As with any piece of information, when I engage with these conspiracy theories they become a part of my thinking as debunked counter examples. In a sense, they have become part of my ethe ecologies: I have assessed them as “untrustworthy” and they have become part of the reason why I trust the prevailing medical consensus they seek to discredit. To this end, I think we have to start assessing not just the content circulating in our social media feeds but the sources/networks they come from. We need to perform a sort of social network hygiene check, a thoughtful scrubbing of the information sources no longer worthy of our attention. This could mean not following Woody Harrelson on Twitter anymore, flagging misinformation in your newsfeed, or unfriending anyone who shares anything from the Gaia Network. Either that or my personal shortcut for the time being: believing those experts in the medical community working on COVID-19 that Trump actively works to discredit.
Works Cited:
Jamieson, Kathleen Hall. Cyberwar: How Russian Hackers and Trolls Helped Elect a President What We Don’t, Can’t, and Do Know. Oxford University Press, 2018.
Kim, Eusong. “The Politics of Trending.” Modern View Culture, issue 18, 2015, https://modelviewculture.com/pieces/the-politics-of-trending.
McComiskey, Bruce. Post-Truth Rhetoric and Composition. Utah State University Press, 2017.
Noble, Safiya Umoja. Algorithms of Oppression: How Search Engines Reinforce Racism. 1 edition, NYU Press, 2018.
Ryan, Kathleen J., et al., editors. Rethinking Ethos: A Feminist Ecological Approach to Rhetoric. Southern Illinois University Press, 2016.

> Stored records
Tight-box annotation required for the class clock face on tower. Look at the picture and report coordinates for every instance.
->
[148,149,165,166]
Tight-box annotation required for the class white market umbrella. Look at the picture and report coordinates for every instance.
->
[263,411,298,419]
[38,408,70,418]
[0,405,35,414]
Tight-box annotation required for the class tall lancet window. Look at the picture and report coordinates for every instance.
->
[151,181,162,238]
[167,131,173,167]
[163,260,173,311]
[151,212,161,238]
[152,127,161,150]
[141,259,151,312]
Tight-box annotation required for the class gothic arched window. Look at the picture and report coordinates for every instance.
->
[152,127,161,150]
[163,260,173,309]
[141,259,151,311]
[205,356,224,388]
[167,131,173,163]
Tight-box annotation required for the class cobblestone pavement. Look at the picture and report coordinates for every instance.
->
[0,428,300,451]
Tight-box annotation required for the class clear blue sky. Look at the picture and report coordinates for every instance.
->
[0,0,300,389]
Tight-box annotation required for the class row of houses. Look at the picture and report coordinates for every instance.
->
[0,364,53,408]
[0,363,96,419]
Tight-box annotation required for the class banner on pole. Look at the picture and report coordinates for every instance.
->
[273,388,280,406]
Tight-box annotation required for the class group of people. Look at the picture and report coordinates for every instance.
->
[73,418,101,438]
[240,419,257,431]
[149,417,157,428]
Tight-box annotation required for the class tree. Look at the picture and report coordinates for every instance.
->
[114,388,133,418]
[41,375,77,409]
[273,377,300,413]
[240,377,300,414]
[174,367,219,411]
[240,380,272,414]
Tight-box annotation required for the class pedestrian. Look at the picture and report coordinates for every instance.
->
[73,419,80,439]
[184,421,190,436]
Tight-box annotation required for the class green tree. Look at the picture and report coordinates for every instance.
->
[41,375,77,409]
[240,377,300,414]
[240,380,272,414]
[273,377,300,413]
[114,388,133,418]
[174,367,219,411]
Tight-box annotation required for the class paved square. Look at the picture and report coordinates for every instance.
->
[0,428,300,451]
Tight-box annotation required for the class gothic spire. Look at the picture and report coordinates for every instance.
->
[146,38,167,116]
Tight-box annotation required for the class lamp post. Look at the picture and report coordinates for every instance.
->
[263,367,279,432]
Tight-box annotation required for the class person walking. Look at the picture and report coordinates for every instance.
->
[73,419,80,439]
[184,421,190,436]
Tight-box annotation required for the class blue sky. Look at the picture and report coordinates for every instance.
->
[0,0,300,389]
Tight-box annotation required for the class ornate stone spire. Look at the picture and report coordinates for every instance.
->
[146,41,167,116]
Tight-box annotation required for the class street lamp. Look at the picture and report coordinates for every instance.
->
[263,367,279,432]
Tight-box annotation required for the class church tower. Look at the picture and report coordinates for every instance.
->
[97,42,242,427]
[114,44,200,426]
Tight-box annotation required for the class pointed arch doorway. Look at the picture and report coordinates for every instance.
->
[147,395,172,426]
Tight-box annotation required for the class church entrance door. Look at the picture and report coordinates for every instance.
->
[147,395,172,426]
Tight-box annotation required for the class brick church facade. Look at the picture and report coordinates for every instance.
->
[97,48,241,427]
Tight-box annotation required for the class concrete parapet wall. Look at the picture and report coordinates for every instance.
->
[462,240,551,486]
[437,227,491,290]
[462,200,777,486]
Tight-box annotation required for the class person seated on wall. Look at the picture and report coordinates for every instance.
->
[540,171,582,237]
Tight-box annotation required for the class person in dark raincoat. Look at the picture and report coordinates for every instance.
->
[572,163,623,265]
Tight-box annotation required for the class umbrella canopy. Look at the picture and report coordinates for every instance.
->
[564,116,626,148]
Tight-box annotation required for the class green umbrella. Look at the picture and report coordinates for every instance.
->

> REQUIREMENT 1
In the essay excerpt's Works Cited, what surname begins each entry? List them all.
> REQUIREMENT 2
Can you rewrite the essay excerpt from "McComiskey, Bruce. Post-Truth" to "University Press, 2016.", swapping "editors" for "eds."?
> REQUIREMENT 3
Answer these questions from the essay excerpt:
(a) Whom does the writer suggest no longer following on Twitter?
(b) Which press published Post-Truth Rhetoric and Composition?
(c) In which issue of Modern View Culture did "The Politics of Trending" appear?
The stored records are separate material with no connection to the essay excerpt.

> OUTPUT 1
Jamieson, Kim, McComiskey, Noble, Ryan

> OUTPUT 2
McComiskey, Bruce. Post-Truth Rhetoric and Composition. Utah State University Press, 2017.
Noble, Safiya Umoja. Algorithms of Oppression: How Search Engines Reinforce Racism. 1 edition, NYU Press, 2018.
Ryan, Kathleen J., et al., eds.. Rethinking Ethos: A Feminist Ecological Approach to Rhetoric. Southern Illinois University Press, 2016.

> OUTPUT 3
(a) Woody Harrelson
(b) Utah State University Press
(c) Issue 18